WHAT YOU ARE ASKED TO DO: From the passage below on Bcl-2 expression and islet cell viability, return word for word the part that begins at the words "Effects of FCCP" and stops after the words "cytokine-treated cells using one-way ANOVA, Bonferroni test.".

SUPPLIED PASSAGE:
───

Effects of FCCP and Bcl-2 expression on JC-1 J-aggregate fluorescence in RINm5F cells (a) and islet cells (b). Cells were exposed for 24 hr to 5 µM of FCCP, followed by staining with 10 µM JC-1 and flow cytometry. Data are expressed as the 585/530 nm fluorescence ratio normalized to the reading of control (nontransduced, nontreated) cells. Results are mean ± SEM of six separate experiments. **p < 0.005 when comparing versus nontransduced and nontreated cells using one-way ANOVA, Bonferroni test. #p < 0.05, when comparing versus nontransduced cytokine-treated cells using one-way ANOVA, Bonferroni test.

Analysis of Cell Viability in Adenoviral-Transfected Islets

Because Bcl-2 overexpression did not protect islet cells against cytokine- and FCCP-induced ΔΨm depolarization and cell death, we addressed the question of whether this failure was due to adenoviral-induced toxicity. From XTT-based cell viability assays, we found that transduction of dispersed islet cells for 60 min at 10 MOI significantly diminished the viability at day 7 following the transduction procedure, and that cell death induced by adenoviral vector occured in a dose-dependent fashion (Fig. 6a). At 2 days following the transduction, there was no cytotoxic effect of the virus (results not shown). Fluorescence microscopy analysis after double staining with bisbenzimide/propidium idodide indicated that viral exposure promoted islets cell necrosis (Fig. 6b). To confirm this result, islet cell morphologic damage was further assessed by electron microscopy. As shown in Figure 6c, adenoviral infection of rat pancreatic islet cells resulted in necrosis evidenced by the loss of both plasma membrane and nuclear membrane integrity, lack of chromatin condensation or fragmentation, as well as vacuolization and swelling of the mitochondrial matrix.

Fig. 6
figure 6

Effects of adenoviral exposure on islet cell viability. Cells were transduced with different concentrations of adenoviral vector AdCMVProg for 60 min at 37 °C and cell viability was assessed 7 days postinfection. Cells were cultured in the absence of RU 486. (a) XTT assay. Individual colorimetric readings are normalized to the value of nontransduced, nontreated cells. Results are mean ± SD of eight separate experiments. (b) Micrographs showing bisbenzimide/propidium iodide fluorescence of control and adenovirus-exposed (30 PFU/cell) cells. Nuclear blue bisbenzimide staining reflects viable cells, whereas red propidium/iodide staining reflects necrotic cells. (c) Electron microscopy studies on control and adenovirus exposed (30 PFU/cell) cells. β-Cell necrosis is characterized by vacuolization and the loss of both plasma membrane and nuclear membrane integrity.

───

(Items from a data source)
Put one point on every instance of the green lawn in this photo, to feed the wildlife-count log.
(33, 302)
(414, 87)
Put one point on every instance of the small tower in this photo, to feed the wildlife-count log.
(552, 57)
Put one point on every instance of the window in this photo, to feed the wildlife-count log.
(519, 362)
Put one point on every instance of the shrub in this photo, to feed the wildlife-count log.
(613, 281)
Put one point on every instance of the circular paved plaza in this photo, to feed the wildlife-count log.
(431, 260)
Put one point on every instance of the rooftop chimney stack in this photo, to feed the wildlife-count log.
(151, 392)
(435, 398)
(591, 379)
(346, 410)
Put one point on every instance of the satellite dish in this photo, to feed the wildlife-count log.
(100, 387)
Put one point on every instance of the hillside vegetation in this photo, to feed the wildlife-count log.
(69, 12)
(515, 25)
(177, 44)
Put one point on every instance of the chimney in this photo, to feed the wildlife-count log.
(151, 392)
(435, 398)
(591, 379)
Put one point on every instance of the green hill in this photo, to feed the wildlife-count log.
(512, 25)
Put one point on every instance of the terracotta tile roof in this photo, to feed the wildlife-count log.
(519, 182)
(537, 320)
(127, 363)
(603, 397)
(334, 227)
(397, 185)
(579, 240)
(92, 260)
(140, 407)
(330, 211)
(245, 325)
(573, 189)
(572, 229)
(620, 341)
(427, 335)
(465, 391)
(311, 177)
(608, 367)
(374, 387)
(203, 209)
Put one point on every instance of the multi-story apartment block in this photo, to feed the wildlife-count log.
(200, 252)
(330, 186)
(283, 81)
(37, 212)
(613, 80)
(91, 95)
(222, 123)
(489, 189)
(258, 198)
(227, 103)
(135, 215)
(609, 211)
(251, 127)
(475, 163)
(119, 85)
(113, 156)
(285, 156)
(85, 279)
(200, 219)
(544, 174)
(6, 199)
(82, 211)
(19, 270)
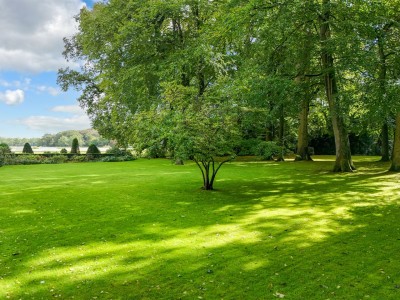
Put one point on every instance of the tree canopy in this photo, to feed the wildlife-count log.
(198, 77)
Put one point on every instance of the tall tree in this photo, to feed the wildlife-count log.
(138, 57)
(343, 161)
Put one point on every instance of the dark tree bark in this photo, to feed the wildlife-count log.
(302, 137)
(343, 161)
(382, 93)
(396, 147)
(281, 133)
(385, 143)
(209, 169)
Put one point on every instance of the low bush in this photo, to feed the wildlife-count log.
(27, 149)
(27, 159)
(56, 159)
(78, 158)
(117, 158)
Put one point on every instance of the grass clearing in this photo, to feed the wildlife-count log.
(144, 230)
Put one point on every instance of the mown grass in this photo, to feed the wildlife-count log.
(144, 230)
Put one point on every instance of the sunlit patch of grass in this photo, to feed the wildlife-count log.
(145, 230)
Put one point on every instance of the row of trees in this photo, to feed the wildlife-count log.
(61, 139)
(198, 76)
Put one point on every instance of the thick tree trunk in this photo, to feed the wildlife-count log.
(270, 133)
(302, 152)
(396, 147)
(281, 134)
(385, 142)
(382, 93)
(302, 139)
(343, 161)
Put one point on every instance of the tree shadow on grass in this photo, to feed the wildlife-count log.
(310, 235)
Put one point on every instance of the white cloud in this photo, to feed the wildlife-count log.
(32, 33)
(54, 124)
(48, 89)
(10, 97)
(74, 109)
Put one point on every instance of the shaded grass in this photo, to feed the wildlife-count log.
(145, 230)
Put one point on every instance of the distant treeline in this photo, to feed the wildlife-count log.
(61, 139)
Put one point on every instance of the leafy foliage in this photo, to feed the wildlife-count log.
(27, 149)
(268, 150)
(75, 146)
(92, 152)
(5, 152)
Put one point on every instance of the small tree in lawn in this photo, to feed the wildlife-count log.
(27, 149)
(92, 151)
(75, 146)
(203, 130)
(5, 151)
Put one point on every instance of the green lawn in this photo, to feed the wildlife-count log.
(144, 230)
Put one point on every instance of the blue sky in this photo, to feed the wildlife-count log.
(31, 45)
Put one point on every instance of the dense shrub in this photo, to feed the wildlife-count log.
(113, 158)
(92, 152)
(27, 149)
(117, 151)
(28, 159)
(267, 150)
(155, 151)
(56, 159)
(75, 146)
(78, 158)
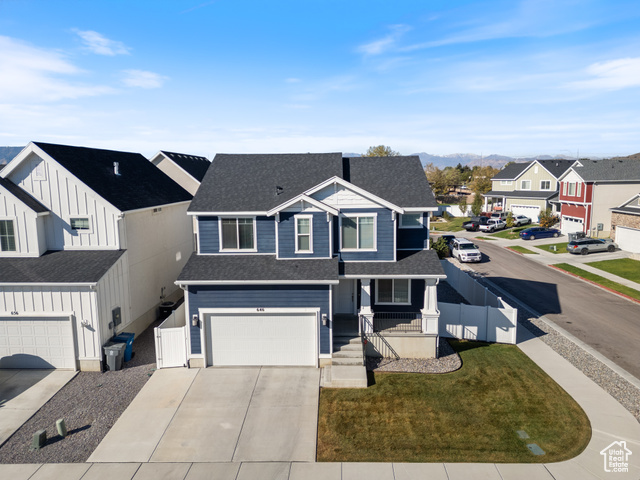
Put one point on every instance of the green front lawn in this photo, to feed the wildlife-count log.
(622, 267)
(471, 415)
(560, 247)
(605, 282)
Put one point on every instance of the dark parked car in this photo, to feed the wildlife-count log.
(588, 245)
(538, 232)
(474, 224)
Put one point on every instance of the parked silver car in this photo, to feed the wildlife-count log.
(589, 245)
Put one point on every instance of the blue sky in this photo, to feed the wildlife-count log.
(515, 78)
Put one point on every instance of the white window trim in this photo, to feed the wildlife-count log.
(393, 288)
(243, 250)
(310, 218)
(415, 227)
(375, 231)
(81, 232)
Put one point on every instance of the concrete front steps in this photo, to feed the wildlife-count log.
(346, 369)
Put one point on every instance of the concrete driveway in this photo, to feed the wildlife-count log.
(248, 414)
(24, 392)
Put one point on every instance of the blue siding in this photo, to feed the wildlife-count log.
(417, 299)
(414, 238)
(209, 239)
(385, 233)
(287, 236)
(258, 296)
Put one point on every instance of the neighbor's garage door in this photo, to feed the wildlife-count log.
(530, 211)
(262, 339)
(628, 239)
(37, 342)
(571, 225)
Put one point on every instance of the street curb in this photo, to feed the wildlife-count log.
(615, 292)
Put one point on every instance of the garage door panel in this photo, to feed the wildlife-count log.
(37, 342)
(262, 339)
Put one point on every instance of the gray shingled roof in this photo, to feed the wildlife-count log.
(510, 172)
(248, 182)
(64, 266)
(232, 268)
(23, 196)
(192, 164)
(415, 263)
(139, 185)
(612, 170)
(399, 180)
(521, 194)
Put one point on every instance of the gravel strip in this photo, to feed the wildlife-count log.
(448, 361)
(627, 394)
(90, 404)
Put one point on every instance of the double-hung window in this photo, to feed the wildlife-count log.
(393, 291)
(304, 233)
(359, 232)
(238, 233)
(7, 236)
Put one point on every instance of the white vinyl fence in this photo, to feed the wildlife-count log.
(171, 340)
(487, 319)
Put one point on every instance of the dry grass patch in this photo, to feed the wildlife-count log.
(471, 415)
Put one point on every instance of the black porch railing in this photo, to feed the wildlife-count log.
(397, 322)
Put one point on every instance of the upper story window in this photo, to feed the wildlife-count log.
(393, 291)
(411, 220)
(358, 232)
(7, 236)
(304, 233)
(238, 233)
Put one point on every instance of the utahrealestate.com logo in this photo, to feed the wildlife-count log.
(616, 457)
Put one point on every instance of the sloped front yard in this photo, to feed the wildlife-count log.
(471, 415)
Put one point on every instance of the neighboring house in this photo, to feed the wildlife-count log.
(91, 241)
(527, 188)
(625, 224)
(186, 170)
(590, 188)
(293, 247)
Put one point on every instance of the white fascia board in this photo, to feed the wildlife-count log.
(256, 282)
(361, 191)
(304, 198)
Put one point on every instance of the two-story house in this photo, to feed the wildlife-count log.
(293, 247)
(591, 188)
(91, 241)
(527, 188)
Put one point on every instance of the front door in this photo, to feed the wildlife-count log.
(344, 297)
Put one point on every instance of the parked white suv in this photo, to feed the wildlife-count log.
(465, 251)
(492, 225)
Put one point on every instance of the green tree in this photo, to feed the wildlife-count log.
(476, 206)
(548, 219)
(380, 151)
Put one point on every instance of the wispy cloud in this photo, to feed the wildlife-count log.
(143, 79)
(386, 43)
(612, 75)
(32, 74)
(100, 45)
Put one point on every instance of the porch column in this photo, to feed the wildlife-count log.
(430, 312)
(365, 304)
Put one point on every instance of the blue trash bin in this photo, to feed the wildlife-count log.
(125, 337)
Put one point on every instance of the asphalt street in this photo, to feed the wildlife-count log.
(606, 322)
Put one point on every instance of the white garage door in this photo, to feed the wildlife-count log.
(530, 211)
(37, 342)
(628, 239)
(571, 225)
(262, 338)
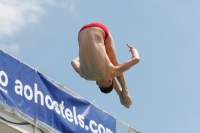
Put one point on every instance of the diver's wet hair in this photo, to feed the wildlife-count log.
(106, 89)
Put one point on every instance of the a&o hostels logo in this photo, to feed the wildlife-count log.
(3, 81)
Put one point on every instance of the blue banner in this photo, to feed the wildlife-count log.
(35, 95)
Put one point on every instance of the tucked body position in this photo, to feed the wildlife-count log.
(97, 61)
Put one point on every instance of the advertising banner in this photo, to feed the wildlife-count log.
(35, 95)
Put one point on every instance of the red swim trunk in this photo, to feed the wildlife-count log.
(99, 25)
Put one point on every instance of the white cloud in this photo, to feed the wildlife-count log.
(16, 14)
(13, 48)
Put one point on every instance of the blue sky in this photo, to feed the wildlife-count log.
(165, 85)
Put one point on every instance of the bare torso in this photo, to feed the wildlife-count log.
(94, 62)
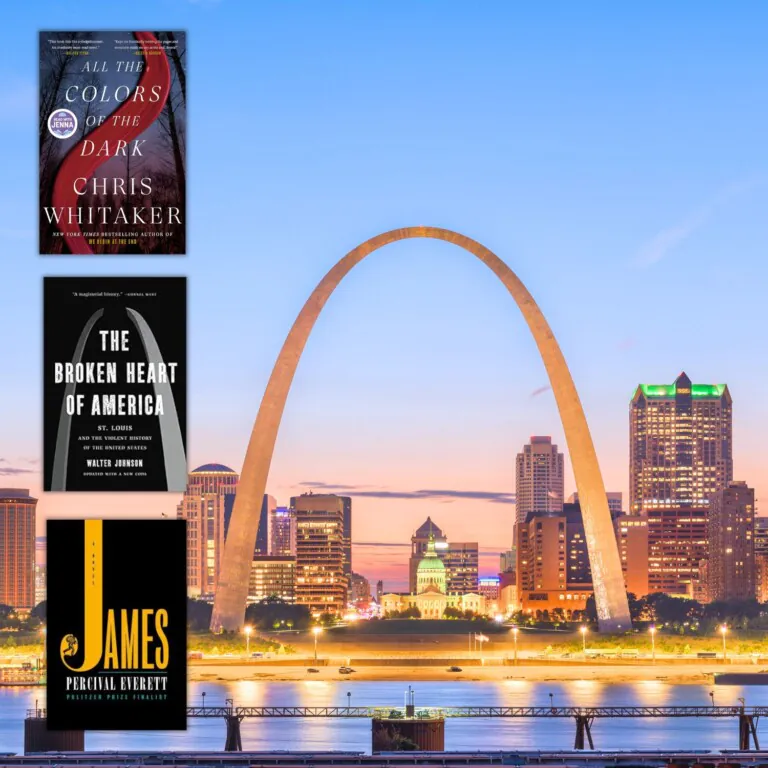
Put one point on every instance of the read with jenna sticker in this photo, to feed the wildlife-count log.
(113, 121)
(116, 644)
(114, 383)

───

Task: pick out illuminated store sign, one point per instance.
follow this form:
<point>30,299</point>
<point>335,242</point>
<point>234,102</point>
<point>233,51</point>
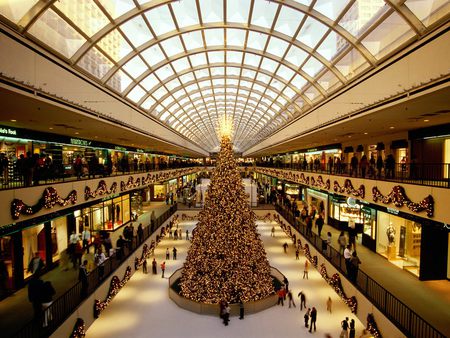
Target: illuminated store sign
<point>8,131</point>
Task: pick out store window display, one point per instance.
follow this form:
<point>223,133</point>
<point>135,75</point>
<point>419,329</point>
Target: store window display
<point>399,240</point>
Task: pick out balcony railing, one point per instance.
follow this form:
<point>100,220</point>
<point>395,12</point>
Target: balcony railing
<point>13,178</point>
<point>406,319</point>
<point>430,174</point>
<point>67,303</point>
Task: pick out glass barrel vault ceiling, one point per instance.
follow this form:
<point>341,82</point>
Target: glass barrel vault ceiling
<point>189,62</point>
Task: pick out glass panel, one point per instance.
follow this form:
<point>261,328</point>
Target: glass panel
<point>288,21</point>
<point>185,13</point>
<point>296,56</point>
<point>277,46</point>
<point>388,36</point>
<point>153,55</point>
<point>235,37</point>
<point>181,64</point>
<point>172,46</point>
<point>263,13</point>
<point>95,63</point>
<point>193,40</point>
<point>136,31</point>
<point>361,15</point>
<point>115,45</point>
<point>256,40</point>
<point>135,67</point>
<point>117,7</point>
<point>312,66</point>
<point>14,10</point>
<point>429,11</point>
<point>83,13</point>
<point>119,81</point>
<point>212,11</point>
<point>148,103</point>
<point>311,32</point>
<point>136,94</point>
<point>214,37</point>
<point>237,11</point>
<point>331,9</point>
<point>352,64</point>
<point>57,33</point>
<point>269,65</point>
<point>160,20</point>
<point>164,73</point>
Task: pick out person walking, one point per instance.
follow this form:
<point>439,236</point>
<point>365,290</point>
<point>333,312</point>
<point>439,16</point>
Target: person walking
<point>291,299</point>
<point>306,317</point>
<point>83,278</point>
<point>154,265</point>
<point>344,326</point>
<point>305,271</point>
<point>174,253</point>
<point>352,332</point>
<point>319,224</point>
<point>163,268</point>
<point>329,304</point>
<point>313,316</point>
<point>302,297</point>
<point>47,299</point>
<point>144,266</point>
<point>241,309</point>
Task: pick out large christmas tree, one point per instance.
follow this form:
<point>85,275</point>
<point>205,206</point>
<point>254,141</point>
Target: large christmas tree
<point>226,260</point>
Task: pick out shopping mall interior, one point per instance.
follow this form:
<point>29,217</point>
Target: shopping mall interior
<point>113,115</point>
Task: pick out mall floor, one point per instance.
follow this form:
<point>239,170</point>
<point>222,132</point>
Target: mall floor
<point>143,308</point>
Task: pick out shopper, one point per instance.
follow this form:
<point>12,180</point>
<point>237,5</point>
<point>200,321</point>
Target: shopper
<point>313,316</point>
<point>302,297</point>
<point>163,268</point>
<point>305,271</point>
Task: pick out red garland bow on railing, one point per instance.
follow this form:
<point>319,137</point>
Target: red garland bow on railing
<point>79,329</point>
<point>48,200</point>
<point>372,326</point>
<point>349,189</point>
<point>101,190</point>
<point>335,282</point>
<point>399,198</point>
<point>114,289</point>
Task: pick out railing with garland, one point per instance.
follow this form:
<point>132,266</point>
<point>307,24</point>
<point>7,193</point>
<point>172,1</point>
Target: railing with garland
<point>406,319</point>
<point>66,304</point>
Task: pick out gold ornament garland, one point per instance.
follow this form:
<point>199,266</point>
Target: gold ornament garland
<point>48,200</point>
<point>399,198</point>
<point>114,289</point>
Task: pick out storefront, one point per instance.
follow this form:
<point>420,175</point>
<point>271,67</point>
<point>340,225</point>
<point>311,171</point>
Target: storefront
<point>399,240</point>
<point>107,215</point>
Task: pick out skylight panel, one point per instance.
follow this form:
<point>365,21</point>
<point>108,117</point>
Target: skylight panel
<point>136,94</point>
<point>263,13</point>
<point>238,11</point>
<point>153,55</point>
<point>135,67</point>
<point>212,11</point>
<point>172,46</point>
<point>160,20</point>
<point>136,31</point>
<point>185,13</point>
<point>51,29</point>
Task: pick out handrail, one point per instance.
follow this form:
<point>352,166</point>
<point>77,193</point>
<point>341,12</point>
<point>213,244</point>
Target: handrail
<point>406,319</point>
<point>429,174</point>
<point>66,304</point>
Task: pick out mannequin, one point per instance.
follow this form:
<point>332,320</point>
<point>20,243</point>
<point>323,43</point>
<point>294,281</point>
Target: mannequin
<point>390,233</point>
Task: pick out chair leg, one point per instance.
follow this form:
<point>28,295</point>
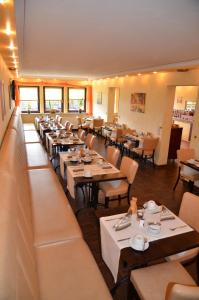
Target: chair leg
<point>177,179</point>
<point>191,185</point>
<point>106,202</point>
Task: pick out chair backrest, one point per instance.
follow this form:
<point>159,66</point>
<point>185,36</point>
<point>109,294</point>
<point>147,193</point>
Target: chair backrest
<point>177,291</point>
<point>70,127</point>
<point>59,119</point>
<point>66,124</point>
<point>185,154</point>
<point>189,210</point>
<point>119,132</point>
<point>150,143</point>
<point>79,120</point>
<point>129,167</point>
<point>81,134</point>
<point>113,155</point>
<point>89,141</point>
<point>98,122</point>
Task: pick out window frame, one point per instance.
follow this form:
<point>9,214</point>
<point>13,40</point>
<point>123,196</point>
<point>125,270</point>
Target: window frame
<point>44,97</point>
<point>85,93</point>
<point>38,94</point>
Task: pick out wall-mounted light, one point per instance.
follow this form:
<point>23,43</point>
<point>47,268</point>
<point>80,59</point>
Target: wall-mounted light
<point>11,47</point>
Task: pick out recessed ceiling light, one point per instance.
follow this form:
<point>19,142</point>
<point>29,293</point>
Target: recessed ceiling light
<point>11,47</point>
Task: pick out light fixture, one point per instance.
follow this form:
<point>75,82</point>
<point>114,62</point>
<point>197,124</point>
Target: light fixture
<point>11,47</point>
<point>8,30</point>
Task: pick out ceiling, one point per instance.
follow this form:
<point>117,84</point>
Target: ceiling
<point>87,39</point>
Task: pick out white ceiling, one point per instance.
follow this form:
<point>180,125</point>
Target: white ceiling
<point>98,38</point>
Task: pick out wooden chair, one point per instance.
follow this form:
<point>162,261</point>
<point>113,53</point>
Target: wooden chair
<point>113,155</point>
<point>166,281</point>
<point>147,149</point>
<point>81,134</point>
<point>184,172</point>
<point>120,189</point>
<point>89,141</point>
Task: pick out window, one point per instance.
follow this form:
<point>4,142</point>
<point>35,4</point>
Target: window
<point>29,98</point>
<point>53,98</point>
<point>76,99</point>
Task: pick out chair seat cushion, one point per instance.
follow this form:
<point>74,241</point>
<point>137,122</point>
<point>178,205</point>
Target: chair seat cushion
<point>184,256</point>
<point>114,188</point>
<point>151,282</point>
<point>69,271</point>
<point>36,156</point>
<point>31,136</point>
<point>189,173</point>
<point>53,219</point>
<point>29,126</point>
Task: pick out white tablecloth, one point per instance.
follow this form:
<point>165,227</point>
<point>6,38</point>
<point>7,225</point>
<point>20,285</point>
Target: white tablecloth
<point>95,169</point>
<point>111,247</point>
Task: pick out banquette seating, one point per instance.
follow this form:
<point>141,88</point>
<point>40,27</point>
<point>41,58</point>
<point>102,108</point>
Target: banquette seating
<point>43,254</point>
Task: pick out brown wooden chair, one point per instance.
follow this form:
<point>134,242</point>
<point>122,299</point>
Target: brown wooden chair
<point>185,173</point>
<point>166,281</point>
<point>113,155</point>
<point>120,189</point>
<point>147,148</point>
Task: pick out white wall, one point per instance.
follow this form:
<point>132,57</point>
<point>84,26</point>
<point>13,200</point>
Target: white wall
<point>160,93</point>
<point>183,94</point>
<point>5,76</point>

───

TASK RESPONSE:
Effects of FCCP and Bcl-2 expression on JC-1 J-aggregate fluorescence in RINm5F cells (a) and islet cells (b). Cells were exposed for 24 hr to 5 µM of FCCP, followed by staining with 10 µM JC-1 and flow cytometry. Data are expressed as the 585/530 nm fluorescence ratio normalized to the reading of control (nontransduced, nontreated) cells. Results are mean ± SEM of six separate experiments. **p < 0.005 when comparing versus nontransduced and nontreated cells using one-way ANOVA, Bonferroni test. #p < 0.05, when comparing versus nontransduced cytokine-treated cells using one-way ANOVA, Bonferroni test.